Разгорячённые каталонские сепаратисты упирают на то, что Каталония даёт 20% испанского ВВП при 16% населения. Но каталонское правительство прекрасно знает: регион получает из центра не меньше. Народ в скором времени тоже поймёт это, и сепаратизм ослабнет.
– Вспоминается распад СССР: жители национальных окраин были уверены, что кормят центр, а постфактум поняли, что всё наоборот.
– Да, я ездил с лекциями по городам всего СССР и хорошо помню тогдашние настроения. А потом наши бывшие союзные республики столкнулись с проблемами, которых не предвидели. Каталонские ли, шотландские ли, фламандские ли сепаратисты не хотят принять тот факт, что глобализация – это объективный процесс. Его можно сравнить с течением реки. Представим: по реке плывёт медведь на льдине. Да, он может идти по льдине в противоположном направлении, но что толку? (Смеётся.)

# [ФРАГМЕНТ ДАННЫХ]
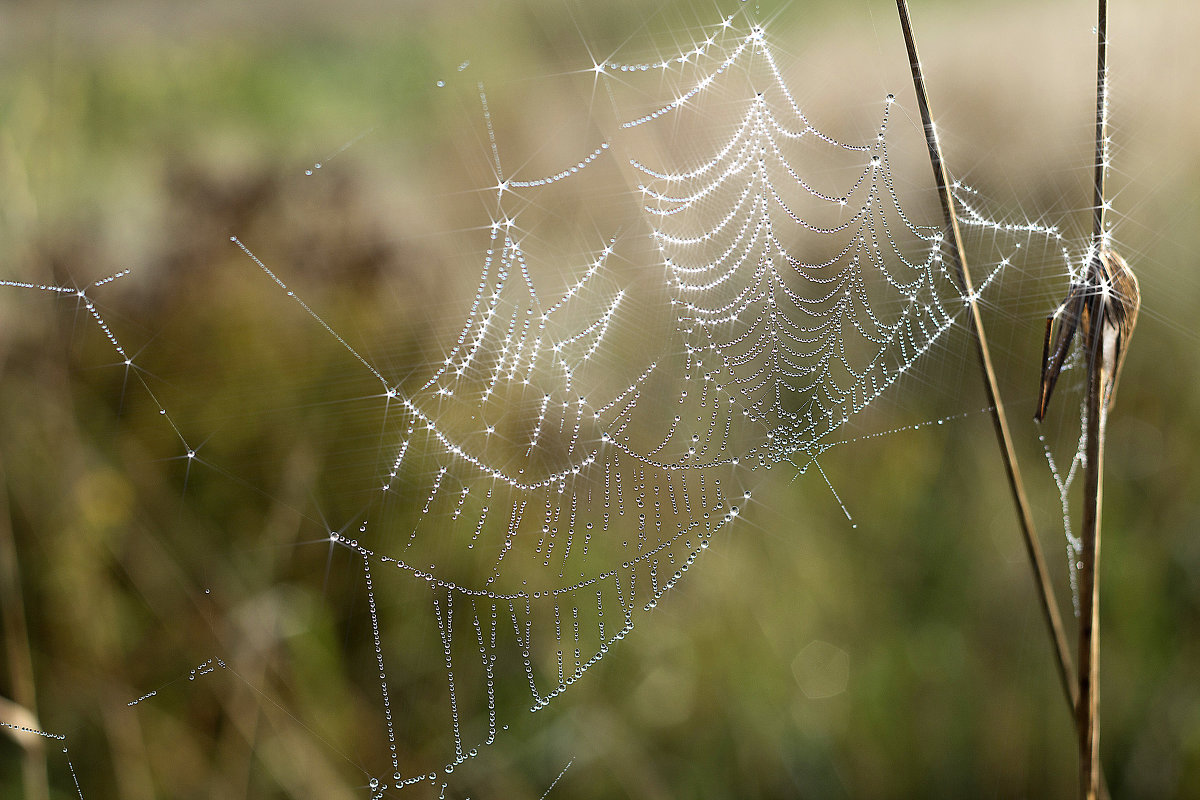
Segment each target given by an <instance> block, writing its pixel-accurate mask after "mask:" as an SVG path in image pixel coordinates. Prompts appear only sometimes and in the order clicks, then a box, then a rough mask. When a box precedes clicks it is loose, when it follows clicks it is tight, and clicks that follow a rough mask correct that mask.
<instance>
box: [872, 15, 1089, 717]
mask: <svg viewBox="0 0 1200 800" xmlns="http://www.w3.org/2000/svg"><path fill="white" fill-rule="evenodd" d="M896 8H898V10H899V12H900V26H901V28H902V29H904V37H905V44H906V46H907V47H908V64H910V67H911V68H912V82H913V88H914V89H916V91H917V104H918V106H919V108H920V118H922V121H923V122H924V125H925V142H926V143H928V145H929V161H930V164H931V166H932V168H934V180H935V181H936V182H937V193H938V197H940V199H941V201H942V215H943V219H944V228H943V239H944V241H947V243H948V245H949V247H948V248H946V253H947V257H948V258H949V259H950V261H952V264H953V266H954V271H955V275H956V276H958V279H959V284H960V288H961V290H962V293H964V295H965V296H966V299H967V302H968V305H970V311H971V331H972V333H974V343H976V351H977V354H978V356H979V369H980V372H982V373H983V383H984V390H985V391H986V392H988V404H989V407H990V408H991V420H992V425H994V427H995V428H996V440H997V443H998V444H1000V451H1001V455H1002V457H1003V461H1004V471H1006V473H1007V475H1008V486H1009V488H1010V489H1012V494H1013V504H1014V505H1015V506H1016V517H1018V521H1019V522H1020V527H1021V534H1022V536H1024V539H1025V551H1026V553H1027V555H1028V559H1030V569H1031V570H1032V571H1033V583H1034V585H1036V587H1037V589H1038V600H1039V602H1040V606H1042V615H1043V618H1044V619H1045V622H1046V627H1048V628H1049V630H1050V638H1051V639H1052V640H1054V651H1055V657H1056V661H1057V666H1058V680H1060V681H1061V682H1062V687H1063V693H1064V696H1066V698H1067V702H1068V704H1069V705H1070V708H1072V710H1073V711H1074V709H1075V708H1076V706H1078V704H1079V687H1078V686H1076V684H1075V678H1074V675H1073V674H1072V673H1073V670H1072V666H1070V650H1069V645H1068V644H1067V634H1066V632H1064V628H1063V625H1062V616H1061V615H1060V613H1058V606H1057V604H1056V603H1055V600H1054V588H1052V584H1051V582H1050V573H1049V571H1048V570H1046V565H1045V558H1044V557H1043V554H1042V545H1040V543H1039V541H1038V536H1037V530H1036V528H1034V525H1033V515H1032V513H1031V512H1030V504H1028V500H1027V499H1026V495H1025V486H1024V483H1022V481H1021V471H1020V468H1019V467H1018V464H1016V452H1015V450H1014V449H1013V439H1012V435H1010V434H1009V432H1008V417H1007V416H1006V414H1004V405H1003V402H1002V401H1001V398H1000V390H998V389H997V386H996V374H995V371H994V369H992V366H991V354H990V350H989V349H988V337H986V336H985V335H984V329H983V318H982V317H980V314H979V306H978V303H977V301H976V294H974V287H973V285H972V282H971V271H970V270H968V267H967V260H966V254H965V252H964V249H962V240H961V236H960V235H959V222H958V217H956V216H955V213H954V198H953V197H952V194H950V187H949V175H948V174H947V170H946V164H944V162H943V161H942V149H941V145H940V144H938V142H937V132H936V130H935V128H934V120H932V114H931V113H930V109H929V97H928V96H926V92H925V78H924V74H923V71H922V67H920V58H919V56H918V55H917V43H916V40H914V38H913V32H912V24H911V22H910V19H908V4H907V2H906V0H896Z"/></svg>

# [ЧТО СДЕЛАТЬ]
Выпишите дословно и целиком текст о каталонском сепаратизме, приведённый выше.

# [ПИСЬМЕННОЕ РЕШЕНИЕ]
Разгорячённые каталонские сепаратисты упирают на то, что Каталония даёт 20% испанского ВВП при 16% населения. Но каталонское правительство прекрасно знает: регион получает из центра не меньше. Народ в скором времени тоже поймёт это, и сепаратизм ослабнет.
– Вспоминается распад СССР: жители национальных окраин были уверены, что кормят центр, а постфактум поняли, что всё наоборот.
– Да, я ездил с лекциями по городам всего СССР и хорошо помню тогдашние настроения. А потом наши бывшие союзные республики столкнулись с проблемами, которых не предвидели. Каталонские ли, шотландские ли, фламандские ли сепаратисты не хотят принять тот факт, что глобализация – это объективный процесс. Его можно сравнить с течением реки. Представим: по реке плывёт медведь на льдине. Да, он может идти по льдине в противоположном направлении, но что толку? (Смеётся.)